> [Testo estratto]

○ ○ ○ ○ ○

La questione della prova della guida in stato alterato per uso di cannabis è da sempre un tema molto dibattuto, sia in regimi proibizionisti che oggi negli stati che hanno regolato legalmente l’uso ricreativo della cannabis. Se il tema per i primi è che l’utilizzo dei test sulle strade spesso si tramuta in mera repressione di persone che hanno assunto cannabis anche a distanze di giorni, per i secondi è parso invece importante, una volta legalizzato, individuare valori limite di presenza di THC nel sangue – al pari dell’alcol – per capire quando far scattare le sanzioni. Ma la scienza non sembra essere d’accordo con questa impostazione.
Come ben sappiamo i metaboliti del THC rimangono molto a lungo nel corpo umano, addirittura per alcune settimane, e da sempre anche in Italia si contestano metodi di rilevazione come i test delle urine e del capello, che appunto non sono idonei a verificare l’uso recente di cannabis e quindi essere prova di guida in stato alterato. A differenza dell’alcol, la cui presenza nel sangue a certi valori può essere correlata ad uno stato di alterazione, sulla cannabis si stanno moltiplicando gli studi che invece provano che la presenza di THC nel sangue non possa essere considerata di per sè prova di stato alterato al momento del prelievo.
Uno studio tedesco, pubblicato sull’International Journal of Legal Medicine ha infatti simulato le performance alla guida di 15 persone dopo aver consumato 3 sigarette contenenti cannabis in predeterminate dosi. Secondo gli autori i soggetti manifestavano cambiamenti nelle prestazioni di guida, come maggiori problemi nelle prove a zig zag e incapacità di compensare eventi imprevisti, per un periodo di tre ore dopo la somministrazione di cannabis. Passate le tre ore, le prestazioni e lo stile di guida dei soggetti non differivano significativamente dalle prestazioni di base, pur presentando nel sangue THC.
I ricercatori non hanno poi identificato alcuna “correlazione affidabile” nella quantità totale di cannabis consumata dai partecipanti e le loro concentrazioni di THC nel sangue subito dopo, indicando “una variazione considerevole” nella biodisponibilità del THC a seconda del soggetto analizzato. Gli autori non sono riusciti a riportare alcuna relazione affidabile tra i livelli di THC dei conducenti e le prestazioni. Hanno concluso: “coerentemente con gli studi precedenti, non è stata trovata una correlazione diretta tra l’idoneità individuale alla guida (quantità di punti di penalità) e le concentrazioni di THC… Pertanto, determinare un limite di soglia per scopi legali basato solo su questi valori sembra essere arbitrario”.
Le loro conclusioni sono simili a quelle di numerosi altri studi che hanno scoperto che i livelli ematici di THC non sono adeguati a provare problemi alla guida. Se è vero questo, è anche vero che in qualunque modo si possano percepire gli effetti, è innegabile che l’uso di cannabis immediatamente prima di mettersi al volante può mettere in pericolo se stessi e gli altri e per questo va accuratamente evitato. Ed è altrettanto vero che in caso di controllo da parte delle forze dell’ordine, se si viene sottoposti ad un qualunque test antidroga, bisogna sempre ricordarsi di chiedere di essere visitati da un medico che possa certificare il proprio stato fisico al momento del controllo.

○ ○ ○ ○ ○

> [Compiti da svolgere]
1) Riassuma in due frasi il testo sulla guida dopo l'uso di cannabis.
2) Trascriva senza alcuna modifica tutto il testo sulla guida dopo l'uso di cannabis, a partire da "Le loro conclusioni" e proseguendo fino a "momento del controllo.".

> [Dati di origine]
○ ○ ○ ○ ○

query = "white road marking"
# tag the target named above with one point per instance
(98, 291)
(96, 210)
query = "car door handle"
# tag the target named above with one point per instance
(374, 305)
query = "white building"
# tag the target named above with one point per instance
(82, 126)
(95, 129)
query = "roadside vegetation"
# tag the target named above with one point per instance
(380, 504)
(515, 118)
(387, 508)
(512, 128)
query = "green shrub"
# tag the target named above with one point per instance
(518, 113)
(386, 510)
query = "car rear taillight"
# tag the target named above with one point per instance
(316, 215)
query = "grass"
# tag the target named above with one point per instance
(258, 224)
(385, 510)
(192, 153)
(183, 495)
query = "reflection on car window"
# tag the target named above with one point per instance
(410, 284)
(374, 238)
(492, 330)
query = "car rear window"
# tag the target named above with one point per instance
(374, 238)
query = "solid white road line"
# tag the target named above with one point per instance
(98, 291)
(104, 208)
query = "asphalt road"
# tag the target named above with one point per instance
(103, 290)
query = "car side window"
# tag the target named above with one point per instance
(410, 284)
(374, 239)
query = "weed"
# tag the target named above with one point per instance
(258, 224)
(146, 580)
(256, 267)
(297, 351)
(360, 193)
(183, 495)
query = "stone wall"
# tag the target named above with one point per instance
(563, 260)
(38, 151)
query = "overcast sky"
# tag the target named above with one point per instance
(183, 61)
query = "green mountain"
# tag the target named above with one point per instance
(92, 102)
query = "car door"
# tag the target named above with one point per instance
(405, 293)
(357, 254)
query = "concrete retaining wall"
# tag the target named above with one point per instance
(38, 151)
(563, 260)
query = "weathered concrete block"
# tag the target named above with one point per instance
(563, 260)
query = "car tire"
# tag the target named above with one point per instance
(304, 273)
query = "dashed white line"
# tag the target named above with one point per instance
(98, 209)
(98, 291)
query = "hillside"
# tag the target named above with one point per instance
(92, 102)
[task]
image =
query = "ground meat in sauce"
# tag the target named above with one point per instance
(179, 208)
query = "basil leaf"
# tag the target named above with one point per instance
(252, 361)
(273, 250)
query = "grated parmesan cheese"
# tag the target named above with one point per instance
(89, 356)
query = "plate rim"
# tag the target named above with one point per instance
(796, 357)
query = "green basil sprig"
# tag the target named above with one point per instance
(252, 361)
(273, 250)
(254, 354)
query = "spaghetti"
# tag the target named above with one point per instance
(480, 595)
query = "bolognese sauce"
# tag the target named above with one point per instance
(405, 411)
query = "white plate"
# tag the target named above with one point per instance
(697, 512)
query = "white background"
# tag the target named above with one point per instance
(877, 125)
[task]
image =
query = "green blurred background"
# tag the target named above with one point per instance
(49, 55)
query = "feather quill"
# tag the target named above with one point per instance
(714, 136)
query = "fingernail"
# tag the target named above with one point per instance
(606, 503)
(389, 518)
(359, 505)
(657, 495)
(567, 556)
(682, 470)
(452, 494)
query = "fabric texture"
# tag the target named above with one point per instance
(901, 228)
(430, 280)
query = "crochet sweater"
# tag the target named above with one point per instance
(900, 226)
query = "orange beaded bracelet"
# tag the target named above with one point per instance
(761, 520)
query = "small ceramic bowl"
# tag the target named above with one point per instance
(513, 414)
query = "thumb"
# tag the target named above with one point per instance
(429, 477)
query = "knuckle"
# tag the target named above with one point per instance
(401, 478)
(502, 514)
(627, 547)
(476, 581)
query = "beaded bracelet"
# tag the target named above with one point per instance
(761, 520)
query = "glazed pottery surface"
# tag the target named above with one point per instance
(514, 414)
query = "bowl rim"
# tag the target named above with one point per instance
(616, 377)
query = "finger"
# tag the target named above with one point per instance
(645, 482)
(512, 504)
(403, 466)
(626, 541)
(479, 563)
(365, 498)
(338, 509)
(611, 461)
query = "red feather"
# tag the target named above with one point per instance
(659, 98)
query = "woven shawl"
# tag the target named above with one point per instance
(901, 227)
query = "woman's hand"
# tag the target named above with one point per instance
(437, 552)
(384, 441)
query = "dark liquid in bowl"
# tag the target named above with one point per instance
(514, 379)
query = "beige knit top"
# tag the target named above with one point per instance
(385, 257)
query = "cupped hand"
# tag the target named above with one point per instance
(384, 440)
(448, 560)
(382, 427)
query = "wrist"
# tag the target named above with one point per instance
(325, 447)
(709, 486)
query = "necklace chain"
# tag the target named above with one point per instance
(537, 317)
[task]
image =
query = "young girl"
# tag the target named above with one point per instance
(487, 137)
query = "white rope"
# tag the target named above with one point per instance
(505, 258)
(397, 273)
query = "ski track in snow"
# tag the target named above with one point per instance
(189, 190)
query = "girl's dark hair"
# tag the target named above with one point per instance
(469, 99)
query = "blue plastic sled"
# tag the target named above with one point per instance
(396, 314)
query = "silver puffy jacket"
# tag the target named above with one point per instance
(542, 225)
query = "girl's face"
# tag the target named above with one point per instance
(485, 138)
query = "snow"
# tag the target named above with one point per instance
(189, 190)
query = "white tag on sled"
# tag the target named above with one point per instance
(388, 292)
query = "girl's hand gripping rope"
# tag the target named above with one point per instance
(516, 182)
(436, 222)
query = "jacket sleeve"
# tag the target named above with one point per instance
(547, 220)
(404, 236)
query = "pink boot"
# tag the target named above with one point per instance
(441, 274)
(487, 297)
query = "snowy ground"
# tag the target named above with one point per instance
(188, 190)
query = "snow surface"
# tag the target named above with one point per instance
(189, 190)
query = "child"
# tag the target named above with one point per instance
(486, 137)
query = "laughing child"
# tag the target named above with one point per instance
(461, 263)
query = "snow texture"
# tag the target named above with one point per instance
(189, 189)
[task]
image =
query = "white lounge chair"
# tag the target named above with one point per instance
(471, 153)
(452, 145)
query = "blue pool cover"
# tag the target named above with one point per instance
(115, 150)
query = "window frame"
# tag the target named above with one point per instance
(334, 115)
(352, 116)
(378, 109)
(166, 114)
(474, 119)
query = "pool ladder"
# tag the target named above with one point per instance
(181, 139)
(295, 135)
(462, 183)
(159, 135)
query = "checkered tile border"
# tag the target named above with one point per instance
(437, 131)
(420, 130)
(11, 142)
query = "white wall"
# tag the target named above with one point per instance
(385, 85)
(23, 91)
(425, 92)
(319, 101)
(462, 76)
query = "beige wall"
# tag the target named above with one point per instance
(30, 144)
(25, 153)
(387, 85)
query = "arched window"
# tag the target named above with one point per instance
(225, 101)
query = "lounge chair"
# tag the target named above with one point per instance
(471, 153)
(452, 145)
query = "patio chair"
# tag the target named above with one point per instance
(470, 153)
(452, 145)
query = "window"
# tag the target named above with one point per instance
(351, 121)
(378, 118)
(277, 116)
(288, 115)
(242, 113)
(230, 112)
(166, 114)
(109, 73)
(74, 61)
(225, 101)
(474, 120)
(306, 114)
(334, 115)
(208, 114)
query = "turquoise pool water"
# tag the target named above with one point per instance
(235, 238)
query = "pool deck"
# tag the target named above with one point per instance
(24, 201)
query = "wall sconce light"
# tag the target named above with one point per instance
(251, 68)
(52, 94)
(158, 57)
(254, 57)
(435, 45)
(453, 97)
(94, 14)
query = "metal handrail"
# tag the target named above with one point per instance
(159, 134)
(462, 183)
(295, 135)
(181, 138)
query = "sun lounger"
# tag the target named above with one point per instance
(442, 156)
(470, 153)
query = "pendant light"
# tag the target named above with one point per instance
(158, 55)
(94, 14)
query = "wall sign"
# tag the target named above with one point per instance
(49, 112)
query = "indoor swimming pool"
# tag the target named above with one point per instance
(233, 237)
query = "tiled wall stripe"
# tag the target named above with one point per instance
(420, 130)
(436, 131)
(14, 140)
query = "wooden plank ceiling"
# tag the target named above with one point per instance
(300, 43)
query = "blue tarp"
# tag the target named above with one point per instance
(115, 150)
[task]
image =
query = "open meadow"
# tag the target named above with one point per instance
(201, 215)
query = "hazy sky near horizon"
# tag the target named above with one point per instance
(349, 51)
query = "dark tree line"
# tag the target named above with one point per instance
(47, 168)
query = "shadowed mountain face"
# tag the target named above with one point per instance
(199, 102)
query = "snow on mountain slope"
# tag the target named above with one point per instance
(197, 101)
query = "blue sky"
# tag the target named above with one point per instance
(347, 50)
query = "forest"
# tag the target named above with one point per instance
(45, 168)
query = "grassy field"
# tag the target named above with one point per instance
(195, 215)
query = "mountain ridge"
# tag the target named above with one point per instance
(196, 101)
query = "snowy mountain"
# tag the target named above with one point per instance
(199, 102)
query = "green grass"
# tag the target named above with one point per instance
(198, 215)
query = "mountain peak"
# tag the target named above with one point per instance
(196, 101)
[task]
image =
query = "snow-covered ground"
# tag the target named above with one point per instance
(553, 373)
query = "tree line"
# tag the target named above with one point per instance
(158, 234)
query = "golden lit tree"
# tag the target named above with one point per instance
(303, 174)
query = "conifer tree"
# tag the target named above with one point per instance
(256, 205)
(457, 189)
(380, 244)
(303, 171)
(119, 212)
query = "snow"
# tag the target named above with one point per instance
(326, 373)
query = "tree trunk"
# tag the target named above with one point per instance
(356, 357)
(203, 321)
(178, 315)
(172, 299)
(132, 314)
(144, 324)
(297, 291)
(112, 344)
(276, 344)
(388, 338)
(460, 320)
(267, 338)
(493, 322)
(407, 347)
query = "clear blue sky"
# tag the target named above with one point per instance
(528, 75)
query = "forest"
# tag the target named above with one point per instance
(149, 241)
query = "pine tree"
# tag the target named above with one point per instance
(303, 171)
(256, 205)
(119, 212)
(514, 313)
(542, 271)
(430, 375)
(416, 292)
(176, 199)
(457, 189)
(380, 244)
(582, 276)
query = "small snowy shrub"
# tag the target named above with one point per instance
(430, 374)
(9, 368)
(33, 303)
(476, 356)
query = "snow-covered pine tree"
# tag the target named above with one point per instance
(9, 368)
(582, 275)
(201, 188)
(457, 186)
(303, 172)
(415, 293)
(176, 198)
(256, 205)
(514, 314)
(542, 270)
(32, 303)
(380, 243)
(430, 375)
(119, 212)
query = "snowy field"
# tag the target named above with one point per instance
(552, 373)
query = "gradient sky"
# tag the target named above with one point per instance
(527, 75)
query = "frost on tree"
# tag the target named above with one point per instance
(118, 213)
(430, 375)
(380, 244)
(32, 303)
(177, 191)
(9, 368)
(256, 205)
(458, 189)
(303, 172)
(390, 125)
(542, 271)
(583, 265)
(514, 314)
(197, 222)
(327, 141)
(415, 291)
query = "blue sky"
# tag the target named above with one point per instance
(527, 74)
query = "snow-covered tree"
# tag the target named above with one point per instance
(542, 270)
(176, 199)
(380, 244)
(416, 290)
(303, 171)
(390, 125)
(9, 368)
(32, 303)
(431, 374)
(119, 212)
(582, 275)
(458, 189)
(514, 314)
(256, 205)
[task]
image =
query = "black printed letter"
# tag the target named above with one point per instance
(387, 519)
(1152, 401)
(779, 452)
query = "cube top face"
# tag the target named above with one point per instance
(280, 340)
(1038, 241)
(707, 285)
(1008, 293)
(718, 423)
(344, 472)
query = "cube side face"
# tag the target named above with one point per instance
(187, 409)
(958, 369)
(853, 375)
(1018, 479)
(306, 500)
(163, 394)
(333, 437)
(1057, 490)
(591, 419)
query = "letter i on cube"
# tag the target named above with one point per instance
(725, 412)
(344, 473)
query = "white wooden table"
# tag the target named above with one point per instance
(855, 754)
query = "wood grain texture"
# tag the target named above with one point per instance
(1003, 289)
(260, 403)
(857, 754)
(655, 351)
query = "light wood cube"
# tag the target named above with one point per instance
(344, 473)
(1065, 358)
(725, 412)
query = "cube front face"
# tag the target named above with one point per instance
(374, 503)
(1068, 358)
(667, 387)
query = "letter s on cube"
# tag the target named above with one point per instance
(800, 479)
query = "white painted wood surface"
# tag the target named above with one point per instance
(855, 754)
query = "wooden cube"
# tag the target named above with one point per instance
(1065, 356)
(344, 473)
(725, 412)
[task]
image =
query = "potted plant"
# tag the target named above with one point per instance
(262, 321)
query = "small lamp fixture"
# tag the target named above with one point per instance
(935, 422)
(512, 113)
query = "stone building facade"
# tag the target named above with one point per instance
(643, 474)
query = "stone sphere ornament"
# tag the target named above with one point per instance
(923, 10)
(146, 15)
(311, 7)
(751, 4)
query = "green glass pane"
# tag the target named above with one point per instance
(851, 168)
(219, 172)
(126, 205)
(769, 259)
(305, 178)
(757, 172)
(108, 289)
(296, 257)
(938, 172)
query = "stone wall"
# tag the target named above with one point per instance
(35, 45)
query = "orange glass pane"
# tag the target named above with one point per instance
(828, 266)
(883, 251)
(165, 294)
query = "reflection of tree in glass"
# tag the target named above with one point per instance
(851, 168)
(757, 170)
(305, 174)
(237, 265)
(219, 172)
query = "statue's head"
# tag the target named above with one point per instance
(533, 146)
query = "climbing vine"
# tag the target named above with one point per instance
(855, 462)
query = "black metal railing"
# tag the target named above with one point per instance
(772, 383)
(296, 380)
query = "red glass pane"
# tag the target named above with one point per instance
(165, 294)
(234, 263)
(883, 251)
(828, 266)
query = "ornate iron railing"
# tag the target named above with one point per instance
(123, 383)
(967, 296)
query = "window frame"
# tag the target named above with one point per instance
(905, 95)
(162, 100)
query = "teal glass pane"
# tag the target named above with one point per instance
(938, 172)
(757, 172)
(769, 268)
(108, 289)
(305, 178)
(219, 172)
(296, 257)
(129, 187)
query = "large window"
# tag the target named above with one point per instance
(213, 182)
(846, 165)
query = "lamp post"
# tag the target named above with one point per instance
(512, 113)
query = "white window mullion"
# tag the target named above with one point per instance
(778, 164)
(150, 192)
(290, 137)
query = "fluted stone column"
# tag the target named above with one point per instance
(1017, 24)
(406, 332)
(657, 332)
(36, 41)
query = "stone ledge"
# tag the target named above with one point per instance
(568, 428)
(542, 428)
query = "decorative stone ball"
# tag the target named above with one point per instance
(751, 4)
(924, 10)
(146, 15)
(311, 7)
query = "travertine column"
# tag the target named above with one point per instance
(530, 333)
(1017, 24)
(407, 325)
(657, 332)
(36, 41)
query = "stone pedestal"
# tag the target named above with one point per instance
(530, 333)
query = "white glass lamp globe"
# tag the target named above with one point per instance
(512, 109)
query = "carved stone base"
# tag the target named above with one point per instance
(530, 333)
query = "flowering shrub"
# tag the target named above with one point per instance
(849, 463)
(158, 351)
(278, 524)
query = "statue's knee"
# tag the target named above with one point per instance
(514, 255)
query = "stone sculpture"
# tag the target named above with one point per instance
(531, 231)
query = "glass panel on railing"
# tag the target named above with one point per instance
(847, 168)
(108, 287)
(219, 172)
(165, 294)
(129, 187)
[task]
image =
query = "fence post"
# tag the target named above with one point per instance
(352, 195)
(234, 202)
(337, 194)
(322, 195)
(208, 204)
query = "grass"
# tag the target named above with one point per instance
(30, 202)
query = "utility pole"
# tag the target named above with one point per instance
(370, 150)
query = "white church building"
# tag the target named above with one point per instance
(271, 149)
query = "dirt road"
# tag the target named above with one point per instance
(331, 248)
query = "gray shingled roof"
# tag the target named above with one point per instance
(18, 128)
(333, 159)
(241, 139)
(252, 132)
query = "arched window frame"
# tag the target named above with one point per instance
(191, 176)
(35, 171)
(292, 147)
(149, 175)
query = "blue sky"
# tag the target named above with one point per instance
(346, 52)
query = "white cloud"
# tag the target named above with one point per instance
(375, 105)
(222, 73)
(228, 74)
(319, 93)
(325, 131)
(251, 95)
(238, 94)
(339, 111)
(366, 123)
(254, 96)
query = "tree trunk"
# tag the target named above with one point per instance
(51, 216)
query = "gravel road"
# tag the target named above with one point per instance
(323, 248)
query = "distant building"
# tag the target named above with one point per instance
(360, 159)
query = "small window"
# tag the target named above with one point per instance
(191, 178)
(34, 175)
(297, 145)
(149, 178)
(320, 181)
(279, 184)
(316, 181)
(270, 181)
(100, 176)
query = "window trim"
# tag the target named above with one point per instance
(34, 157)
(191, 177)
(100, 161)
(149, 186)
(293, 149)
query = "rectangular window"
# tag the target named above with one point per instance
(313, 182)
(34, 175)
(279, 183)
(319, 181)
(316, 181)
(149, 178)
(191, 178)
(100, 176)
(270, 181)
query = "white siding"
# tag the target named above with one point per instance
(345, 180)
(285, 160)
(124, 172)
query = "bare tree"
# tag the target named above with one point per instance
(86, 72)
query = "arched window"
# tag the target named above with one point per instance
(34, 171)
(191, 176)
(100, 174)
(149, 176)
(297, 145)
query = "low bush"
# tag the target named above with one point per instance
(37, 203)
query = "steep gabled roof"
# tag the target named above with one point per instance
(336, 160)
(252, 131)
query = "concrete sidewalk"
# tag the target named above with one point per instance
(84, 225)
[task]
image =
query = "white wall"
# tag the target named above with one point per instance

○ ○ ○ ○ ○

> [Risposte ai compiti]
1) Uno studio tedesco pubblicato sull'International Journal of Legal Medicine ha rilevato che le prestazioni di guida di 15 persone peggioravano per tre ore dopo il consumo di cannabis e poi tornavano ai valori di base, benché nel sangue fosse ancora presente THC. Non essendo emersa una correlazione affidabile tra le concentrazioni di THC e l'idoneità alla guida, gli autori giudicano arbitrario fissare una soglia legale basata solo su tali valori, anche se l'uso di cannabis subito prima di mettersi al volante resta da evitare.

2)
Le loro conclusioni sono simili a quelle di numerosi altri studi che hanno scoperto che i livelli ematici di THC non sono adeguati a provare problemi alla guida. Se è vero questo, è anche vero che in qualunque modo si possano percepire gli effetti, è innegabile che l’uso di cannabis immediatamente prima di mettersi al volante può mettere in pericolo se stessi e gli altri e per questo va accuratamente evitato. Ed è altrettanto vero che in caso di controllo da parte delle forze dell’ordine, se si viene sottoposti ad un qualunque test antidroga, bisogna sempre ricordarsi di chiedere di essere visitati da un medico che possa certificare il proprio stato fisico al momento del controllo.